--- WORK TO BE COMPLETED ---
Output the lines of the listing below exactly as they appear, from the line with "of the black" to the line with "point(263, 28)", including both of those lines.

--- Dataset items ---
--------------------------------
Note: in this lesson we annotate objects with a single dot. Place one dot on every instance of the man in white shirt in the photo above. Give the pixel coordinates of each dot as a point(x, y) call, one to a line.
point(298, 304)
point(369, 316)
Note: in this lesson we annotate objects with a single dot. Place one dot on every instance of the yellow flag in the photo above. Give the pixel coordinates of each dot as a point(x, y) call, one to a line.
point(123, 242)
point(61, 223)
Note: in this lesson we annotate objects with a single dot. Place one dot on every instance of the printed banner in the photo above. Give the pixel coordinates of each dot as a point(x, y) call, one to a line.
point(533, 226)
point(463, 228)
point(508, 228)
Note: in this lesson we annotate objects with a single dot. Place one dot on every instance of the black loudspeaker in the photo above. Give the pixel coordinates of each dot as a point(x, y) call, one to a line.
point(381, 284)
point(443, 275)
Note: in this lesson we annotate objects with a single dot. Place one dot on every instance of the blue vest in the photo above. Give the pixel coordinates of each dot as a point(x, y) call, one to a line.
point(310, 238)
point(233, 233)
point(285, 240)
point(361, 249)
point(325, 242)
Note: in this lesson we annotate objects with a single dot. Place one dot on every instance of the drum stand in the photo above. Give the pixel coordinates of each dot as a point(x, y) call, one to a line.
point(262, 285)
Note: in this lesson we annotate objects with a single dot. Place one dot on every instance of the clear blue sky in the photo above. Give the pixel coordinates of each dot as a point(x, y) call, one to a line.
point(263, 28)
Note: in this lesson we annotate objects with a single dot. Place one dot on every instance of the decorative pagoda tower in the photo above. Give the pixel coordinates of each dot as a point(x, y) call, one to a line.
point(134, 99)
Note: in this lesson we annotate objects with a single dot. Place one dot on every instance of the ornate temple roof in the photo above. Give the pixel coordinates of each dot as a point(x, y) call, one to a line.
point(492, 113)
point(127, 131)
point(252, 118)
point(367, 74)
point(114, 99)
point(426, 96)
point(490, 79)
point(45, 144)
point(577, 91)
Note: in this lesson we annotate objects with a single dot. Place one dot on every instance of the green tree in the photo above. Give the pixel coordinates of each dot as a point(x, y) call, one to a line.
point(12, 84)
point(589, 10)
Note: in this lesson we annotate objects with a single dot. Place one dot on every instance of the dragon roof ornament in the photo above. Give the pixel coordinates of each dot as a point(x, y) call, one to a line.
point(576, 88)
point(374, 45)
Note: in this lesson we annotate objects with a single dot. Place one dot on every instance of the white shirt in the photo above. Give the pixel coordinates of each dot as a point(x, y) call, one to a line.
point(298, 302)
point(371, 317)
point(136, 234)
--------------------------------
--- SOLVED PROBLEM ---
Note: in this lesson we annotate objects with a single dot. Place one dot on every instance of the black loudspeaker in the photo above. Give the pixel coordinates of each dot as a point(x, y) call, one to a line.
point(381, 284)
point(443, 275)
Note: in this lesson we annotate objects with a single dot. Place one dot on every instance of the blue vest in the photo above. Give the pixel coordinates of each dot as a point(x, y) call, one to a line.
point(310, 238)
point(233, 233)
point(285, 240)
point(361, 249)
point(325, 242)
Note: in this lesson we annotate objects with a single dot. Place one dot on every instance of the drum stand in the photo above. Give the pixel coordinates of each dot as a point(x, y) call, one to a line.
point(262, 285)
Note: in this lesson we annotate objects with a single dot. Place one dot on every instance of the clear blue sky in the photo above. Give the pixel coordinates of each dot as a point(x, y) call, one to a line.
point(263, 28)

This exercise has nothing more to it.